* BEGIN Provided records *
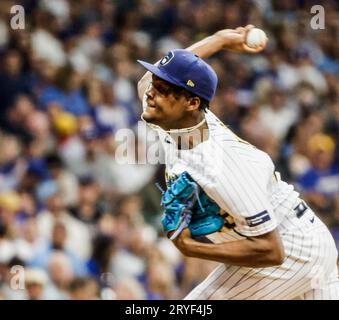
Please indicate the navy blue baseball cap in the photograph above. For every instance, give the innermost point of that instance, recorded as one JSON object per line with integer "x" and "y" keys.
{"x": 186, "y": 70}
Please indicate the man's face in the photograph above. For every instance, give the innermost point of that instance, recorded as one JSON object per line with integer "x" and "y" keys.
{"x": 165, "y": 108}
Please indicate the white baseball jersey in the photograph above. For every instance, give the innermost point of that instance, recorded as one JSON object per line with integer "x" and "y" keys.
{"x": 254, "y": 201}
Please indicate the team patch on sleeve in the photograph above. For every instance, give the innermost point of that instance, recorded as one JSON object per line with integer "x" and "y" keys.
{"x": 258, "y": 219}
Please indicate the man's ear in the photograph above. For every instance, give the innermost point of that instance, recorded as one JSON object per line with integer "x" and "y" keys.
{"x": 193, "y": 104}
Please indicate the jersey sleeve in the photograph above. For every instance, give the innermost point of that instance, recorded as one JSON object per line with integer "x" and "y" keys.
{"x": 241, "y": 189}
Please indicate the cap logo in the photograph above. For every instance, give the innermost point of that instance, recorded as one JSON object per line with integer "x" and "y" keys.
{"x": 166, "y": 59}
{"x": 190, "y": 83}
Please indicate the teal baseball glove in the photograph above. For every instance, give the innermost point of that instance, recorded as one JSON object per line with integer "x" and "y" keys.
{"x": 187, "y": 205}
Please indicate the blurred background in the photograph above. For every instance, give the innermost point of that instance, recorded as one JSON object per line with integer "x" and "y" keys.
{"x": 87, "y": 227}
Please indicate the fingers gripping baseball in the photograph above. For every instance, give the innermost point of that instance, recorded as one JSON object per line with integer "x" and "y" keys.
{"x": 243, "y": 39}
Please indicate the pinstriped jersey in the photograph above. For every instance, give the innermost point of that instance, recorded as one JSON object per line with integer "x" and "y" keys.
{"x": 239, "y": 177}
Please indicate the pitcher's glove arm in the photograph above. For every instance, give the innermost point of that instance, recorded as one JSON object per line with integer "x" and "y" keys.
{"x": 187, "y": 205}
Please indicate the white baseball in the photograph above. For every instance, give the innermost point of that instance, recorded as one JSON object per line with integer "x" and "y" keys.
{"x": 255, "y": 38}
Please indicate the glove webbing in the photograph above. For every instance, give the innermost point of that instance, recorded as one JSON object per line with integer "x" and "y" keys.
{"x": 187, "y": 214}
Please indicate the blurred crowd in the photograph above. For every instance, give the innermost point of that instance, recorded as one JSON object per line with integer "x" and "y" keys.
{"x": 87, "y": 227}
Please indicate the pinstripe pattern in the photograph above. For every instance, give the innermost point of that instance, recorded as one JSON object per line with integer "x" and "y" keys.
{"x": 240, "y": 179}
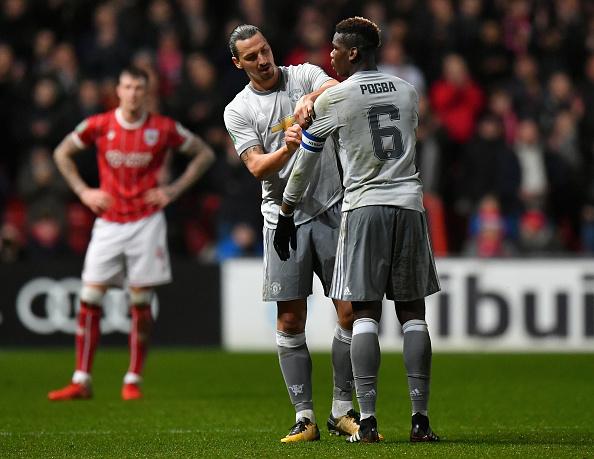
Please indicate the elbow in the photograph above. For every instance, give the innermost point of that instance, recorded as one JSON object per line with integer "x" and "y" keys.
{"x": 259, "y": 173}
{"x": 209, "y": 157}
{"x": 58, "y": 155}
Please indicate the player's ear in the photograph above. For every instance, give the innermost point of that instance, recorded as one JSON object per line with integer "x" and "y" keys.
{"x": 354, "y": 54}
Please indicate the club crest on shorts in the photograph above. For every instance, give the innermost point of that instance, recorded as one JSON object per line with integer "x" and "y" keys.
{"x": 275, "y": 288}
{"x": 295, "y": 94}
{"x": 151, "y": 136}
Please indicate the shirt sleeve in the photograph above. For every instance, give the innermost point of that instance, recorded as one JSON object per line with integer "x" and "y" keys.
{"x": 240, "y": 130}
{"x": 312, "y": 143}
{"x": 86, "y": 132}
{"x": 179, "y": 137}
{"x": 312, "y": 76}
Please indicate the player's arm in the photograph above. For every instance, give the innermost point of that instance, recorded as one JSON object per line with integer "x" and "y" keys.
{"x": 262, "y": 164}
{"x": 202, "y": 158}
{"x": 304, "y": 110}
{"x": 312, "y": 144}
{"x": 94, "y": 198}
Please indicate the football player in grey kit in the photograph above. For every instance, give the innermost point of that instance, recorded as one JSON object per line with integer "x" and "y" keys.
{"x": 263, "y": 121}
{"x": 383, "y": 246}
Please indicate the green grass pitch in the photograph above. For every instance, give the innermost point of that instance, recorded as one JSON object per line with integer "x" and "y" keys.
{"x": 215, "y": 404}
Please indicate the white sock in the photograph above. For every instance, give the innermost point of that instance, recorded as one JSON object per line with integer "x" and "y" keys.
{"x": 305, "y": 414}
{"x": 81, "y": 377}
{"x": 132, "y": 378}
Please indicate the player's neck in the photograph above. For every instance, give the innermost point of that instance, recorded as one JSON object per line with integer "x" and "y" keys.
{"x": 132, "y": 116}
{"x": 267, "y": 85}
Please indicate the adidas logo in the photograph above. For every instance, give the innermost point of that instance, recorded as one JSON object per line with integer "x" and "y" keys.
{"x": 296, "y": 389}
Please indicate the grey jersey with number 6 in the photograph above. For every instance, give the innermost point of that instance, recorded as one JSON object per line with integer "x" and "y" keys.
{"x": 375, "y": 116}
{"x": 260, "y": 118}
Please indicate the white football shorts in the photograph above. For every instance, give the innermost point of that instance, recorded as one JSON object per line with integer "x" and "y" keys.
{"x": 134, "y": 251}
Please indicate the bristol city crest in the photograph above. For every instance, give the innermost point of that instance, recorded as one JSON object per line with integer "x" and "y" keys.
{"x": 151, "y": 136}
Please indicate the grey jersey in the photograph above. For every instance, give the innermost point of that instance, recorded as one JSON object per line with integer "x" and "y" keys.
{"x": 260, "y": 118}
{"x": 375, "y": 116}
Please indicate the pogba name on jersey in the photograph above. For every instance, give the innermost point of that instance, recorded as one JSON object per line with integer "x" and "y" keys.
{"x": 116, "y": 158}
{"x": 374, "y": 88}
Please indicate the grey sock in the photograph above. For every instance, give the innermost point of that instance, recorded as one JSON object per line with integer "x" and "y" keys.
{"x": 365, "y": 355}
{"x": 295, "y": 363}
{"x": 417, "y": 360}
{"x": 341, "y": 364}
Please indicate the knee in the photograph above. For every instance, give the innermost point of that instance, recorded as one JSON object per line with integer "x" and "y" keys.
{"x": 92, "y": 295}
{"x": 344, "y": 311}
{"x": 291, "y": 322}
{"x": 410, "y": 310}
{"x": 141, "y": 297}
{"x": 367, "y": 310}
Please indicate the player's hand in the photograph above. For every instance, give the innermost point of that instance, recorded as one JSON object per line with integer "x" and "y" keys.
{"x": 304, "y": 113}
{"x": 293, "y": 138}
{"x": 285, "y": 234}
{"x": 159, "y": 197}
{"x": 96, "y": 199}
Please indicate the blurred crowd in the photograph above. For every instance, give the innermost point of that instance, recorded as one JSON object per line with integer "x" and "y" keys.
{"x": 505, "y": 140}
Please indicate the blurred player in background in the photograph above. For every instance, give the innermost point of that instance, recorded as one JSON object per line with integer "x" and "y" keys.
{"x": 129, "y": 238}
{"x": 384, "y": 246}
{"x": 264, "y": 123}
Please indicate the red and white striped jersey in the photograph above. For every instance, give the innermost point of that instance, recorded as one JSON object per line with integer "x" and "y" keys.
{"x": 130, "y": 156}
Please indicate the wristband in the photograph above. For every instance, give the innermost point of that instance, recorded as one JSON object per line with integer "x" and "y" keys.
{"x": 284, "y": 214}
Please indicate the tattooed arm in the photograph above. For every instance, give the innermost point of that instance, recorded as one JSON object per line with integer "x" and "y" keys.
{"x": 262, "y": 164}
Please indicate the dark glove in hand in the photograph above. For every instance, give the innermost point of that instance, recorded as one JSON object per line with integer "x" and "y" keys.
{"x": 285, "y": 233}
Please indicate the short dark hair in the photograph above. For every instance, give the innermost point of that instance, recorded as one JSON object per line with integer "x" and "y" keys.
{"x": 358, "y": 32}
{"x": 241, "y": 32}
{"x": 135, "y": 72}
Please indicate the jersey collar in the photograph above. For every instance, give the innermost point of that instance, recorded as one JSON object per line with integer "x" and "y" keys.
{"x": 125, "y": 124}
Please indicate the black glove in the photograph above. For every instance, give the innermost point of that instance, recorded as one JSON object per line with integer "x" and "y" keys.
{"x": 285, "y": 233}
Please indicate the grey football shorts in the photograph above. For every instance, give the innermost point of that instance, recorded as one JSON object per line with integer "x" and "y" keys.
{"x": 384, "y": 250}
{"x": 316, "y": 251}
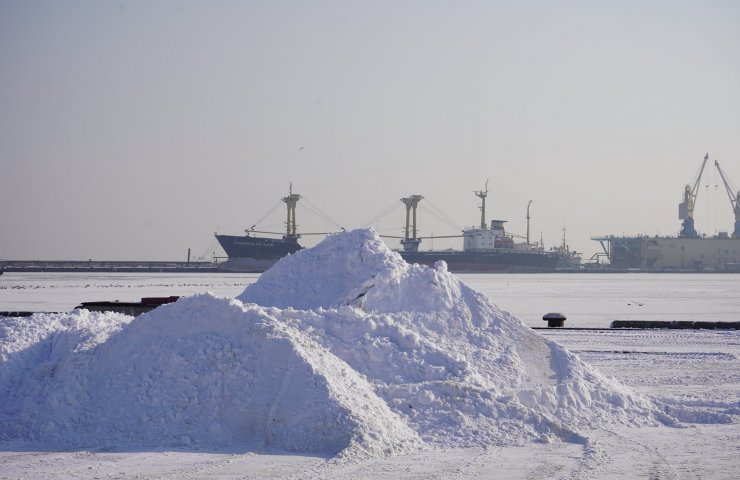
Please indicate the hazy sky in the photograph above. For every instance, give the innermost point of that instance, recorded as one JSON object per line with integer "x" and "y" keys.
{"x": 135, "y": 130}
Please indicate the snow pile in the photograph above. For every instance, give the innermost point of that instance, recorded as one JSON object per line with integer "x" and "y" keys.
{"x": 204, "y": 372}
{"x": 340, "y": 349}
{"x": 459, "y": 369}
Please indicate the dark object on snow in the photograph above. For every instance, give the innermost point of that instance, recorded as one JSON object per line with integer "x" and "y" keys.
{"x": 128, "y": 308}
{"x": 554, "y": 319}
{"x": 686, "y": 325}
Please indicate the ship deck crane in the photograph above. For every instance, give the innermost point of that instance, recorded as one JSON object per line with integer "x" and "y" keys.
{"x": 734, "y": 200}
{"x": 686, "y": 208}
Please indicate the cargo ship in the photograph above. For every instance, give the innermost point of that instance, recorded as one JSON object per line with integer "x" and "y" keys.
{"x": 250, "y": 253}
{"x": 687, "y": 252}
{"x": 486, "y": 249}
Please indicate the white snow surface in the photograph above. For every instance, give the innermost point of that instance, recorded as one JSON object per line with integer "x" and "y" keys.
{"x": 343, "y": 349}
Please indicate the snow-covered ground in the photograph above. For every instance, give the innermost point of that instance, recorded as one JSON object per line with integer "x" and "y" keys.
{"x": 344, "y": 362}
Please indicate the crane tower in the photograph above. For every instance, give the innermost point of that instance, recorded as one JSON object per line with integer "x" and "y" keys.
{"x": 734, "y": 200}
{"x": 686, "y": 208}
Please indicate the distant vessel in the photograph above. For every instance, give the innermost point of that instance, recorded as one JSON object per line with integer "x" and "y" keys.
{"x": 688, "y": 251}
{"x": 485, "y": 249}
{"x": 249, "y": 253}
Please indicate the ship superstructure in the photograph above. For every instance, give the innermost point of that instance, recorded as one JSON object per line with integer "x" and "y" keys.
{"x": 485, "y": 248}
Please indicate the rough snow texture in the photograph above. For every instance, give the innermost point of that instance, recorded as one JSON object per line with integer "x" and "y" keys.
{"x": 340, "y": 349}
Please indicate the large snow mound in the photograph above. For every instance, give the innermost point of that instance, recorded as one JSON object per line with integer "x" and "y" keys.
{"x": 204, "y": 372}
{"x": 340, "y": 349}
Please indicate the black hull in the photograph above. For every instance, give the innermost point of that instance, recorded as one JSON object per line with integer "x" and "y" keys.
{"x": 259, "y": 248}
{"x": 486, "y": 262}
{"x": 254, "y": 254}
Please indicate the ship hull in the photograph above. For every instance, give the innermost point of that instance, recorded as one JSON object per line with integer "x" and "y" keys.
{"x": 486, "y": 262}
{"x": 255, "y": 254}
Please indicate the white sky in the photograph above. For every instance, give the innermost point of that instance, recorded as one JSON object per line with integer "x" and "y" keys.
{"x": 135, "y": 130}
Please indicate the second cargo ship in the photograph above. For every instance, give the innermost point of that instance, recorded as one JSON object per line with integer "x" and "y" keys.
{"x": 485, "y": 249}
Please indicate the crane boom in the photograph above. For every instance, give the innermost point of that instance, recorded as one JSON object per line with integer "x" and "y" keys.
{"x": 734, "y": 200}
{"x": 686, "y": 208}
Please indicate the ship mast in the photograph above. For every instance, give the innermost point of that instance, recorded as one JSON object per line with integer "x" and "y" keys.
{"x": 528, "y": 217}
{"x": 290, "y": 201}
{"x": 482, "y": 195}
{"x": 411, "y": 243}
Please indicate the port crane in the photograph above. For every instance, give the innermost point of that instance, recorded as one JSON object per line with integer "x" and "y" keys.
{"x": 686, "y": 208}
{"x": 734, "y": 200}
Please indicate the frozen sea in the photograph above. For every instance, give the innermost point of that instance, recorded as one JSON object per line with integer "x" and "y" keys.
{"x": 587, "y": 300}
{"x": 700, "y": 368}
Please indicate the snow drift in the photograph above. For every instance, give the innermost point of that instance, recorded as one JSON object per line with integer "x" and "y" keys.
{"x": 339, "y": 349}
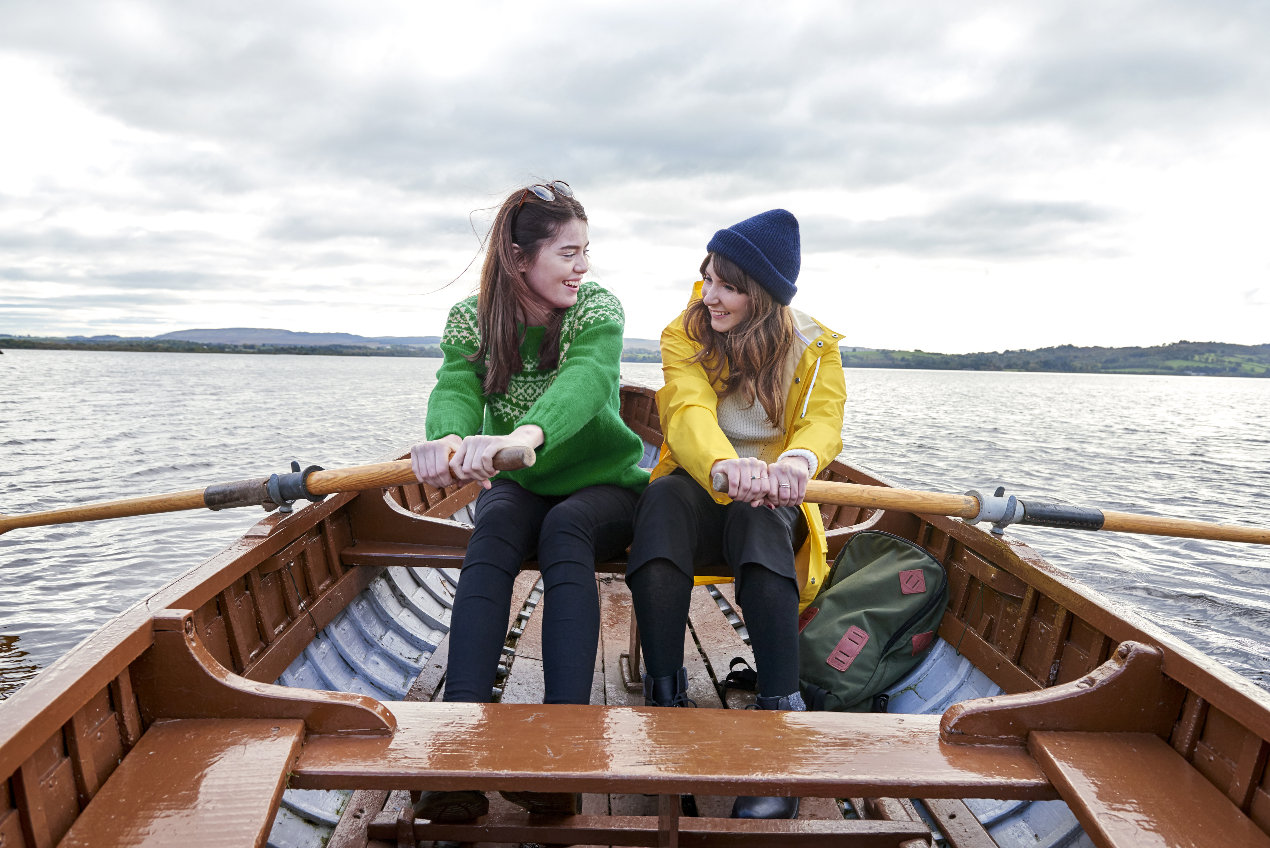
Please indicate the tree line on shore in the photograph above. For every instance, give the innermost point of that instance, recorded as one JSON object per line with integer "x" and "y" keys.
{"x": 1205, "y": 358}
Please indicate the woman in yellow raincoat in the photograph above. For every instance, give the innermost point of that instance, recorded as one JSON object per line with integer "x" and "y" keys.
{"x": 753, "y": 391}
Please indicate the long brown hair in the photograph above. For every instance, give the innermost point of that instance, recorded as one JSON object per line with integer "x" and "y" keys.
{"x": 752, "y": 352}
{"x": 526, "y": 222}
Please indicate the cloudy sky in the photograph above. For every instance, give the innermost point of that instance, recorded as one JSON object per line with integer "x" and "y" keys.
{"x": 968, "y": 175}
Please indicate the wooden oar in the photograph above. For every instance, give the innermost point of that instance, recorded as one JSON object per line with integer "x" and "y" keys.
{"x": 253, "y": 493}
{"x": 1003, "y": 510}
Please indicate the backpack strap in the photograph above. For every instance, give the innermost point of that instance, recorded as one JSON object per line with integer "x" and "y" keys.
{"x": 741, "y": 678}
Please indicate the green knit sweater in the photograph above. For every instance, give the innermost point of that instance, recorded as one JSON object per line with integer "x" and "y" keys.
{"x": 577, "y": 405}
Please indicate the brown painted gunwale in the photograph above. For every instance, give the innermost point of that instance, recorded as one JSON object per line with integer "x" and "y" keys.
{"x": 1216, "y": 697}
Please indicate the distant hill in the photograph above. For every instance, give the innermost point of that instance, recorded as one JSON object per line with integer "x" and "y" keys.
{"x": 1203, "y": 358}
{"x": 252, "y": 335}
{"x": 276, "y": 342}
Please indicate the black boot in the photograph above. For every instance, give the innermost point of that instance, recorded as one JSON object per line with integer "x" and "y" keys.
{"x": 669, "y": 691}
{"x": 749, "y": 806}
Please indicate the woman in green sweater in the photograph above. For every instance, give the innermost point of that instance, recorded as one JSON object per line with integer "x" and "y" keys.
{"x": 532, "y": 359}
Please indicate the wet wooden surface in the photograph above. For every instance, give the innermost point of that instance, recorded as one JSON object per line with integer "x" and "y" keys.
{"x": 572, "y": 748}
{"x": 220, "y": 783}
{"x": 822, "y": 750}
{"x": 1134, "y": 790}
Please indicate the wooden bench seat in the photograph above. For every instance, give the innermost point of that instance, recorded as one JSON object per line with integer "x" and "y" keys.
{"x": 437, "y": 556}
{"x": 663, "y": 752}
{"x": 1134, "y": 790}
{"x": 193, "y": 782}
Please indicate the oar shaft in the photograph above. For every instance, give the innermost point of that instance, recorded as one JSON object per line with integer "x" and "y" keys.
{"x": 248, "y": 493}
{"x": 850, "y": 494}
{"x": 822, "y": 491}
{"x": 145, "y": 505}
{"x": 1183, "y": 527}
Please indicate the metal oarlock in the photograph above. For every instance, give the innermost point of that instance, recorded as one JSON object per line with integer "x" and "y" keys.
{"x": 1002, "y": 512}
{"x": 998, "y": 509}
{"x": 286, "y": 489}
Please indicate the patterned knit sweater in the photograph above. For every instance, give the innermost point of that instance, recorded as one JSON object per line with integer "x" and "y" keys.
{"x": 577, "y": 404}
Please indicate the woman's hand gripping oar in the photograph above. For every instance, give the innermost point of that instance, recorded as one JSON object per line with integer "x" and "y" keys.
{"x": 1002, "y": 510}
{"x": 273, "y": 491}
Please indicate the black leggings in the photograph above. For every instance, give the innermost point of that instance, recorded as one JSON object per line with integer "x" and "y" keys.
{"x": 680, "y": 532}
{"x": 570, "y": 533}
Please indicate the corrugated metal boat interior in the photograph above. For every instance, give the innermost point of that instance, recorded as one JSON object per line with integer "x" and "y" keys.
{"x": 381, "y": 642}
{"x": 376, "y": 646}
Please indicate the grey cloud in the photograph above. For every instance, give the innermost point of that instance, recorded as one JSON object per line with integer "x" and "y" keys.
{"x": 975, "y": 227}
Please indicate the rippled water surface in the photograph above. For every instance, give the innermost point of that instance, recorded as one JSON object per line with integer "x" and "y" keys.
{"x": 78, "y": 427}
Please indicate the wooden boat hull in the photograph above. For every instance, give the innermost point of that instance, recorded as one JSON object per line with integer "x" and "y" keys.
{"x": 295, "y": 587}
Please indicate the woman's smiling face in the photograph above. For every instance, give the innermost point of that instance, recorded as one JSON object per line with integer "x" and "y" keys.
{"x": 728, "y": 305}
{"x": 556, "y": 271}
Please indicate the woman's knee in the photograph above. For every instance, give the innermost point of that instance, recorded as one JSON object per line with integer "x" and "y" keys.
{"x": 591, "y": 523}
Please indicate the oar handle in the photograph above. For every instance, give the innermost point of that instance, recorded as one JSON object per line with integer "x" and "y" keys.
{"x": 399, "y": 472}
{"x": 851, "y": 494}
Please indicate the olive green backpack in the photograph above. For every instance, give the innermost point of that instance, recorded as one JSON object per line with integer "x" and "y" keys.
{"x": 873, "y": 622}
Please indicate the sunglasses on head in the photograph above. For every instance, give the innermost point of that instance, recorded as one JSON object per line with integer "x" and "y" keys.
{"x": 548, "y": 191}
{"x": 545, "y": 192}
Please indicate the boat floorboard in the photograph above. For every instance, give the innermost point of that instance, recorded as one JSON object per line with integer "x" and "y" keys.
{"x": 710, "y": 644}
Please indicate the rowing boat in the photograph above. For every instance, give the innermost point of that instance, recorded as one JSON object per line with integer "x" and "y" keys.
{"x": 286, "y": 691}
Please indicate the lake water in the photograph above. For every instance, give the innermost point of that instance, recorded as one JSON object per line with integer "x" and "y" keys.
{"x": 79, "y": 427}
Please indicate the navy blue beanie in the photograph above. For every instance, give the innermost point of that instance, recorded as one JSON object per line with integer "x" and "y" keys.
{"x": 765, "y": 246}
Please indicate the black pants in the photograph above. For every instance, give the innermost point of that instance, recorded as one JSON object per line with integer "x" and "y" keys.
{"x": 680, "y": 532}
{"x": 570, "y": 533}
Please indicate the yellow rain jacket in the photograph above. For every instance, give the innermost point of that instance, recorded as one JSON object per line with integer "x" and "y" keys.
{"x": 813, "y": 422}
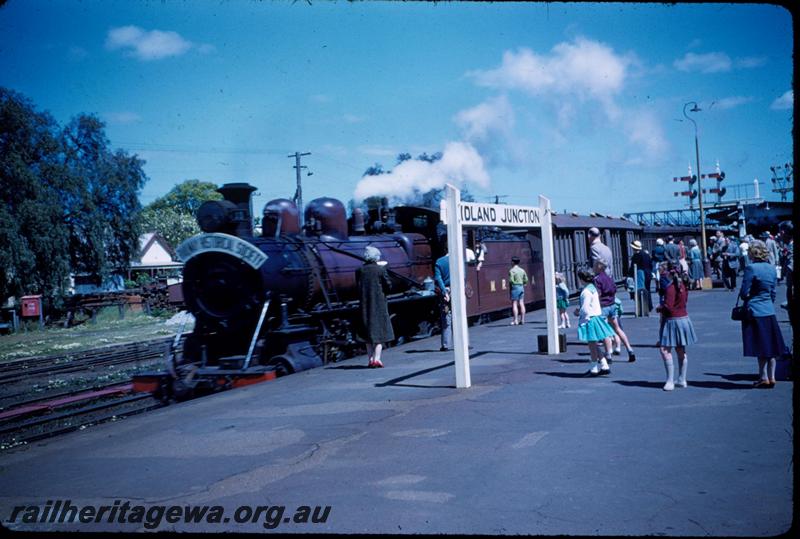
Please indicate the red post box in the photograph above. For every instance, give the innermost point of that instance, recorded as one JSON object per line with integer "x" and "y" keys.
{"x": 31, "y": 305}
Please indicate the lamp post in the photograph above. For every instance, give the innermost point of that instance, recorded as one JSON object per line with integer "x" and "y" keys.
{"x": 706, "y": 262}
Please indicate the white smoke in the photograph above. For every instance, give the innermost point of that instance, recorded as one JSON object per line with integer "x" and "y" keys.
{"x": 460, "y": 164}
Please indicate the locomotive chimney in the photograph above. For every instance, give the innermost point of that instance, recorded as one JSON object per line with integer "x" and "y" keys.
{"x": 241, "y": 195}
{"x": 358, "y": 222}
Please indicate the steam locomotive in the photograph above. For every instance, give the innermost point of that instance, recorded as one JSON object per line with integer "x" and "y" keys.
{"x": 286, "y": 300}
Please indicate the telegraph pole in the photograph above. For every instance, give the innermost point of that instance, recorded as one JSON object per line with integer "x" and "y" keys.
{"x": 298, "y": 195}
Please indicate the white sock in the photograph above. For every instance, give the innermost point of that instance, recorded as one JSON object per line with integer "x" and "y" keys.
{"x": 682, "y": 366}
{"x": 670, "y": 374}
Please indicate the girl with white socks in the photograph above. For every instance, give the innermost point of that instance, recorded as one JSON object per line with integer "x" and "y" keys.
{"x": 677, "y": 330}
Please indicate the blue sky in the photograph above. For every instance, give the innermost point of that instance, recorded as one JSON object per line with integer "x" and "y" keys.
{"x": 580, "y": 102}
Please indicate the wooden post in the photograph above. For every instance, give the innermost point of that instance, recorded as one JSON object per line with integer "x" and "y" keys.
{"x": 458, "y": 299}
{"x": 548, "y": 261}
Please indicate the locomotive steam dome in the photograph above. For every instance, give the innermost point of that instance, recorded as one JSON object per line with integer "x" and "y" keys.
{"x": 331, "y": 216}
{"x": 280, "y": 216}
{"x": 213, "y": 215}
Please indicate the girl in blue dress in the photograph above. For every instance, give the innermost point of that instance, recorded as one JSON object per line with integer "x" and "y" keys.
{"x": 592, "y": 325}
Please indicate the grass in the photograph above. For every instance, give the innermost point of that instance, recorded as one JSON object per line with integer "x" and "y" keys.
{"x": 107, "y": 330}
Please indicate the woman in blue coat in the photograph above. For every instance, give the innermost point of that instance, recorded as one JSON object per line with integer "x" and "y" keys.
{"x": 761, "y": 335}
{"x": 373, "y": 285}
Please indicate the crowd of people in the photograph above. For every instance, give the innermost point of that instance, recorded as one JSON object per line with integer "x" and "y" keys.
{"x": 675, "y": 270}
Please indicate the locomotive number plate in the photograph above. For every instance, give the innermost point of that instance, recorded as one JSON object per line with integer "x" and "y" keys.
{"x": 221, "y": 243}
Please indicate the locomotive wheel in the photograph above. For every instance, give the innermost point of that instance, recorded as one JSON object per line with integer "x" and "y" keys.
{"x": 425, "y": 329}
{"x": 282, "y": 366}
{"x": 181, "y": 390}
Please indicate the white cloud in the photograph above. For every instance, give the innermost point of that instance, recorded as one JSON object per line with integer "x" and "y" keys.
* END Provided records *
> _What is being asked_
Your task is to extract the lines running from the one with "Please indicate the locomotive wheel" to the end of the material, inclusive, copying each exactly and adding nothing.

> _Exercise answer_
Please indicate the locomotive wheel in the photograph above. For every instance, give the innermost point of that instance, recorded as one JSON object per line with integer "x" and "y" keys.
{"x": 425, "y": 329}
{"x": 282, "y": 366}
{"x": 181, "y": 390}
Please indicate the white cloud in the photograph above. For every instance, give the innermost point of that instance, recorded as one JSON object per line with integer "x" and "y" keys.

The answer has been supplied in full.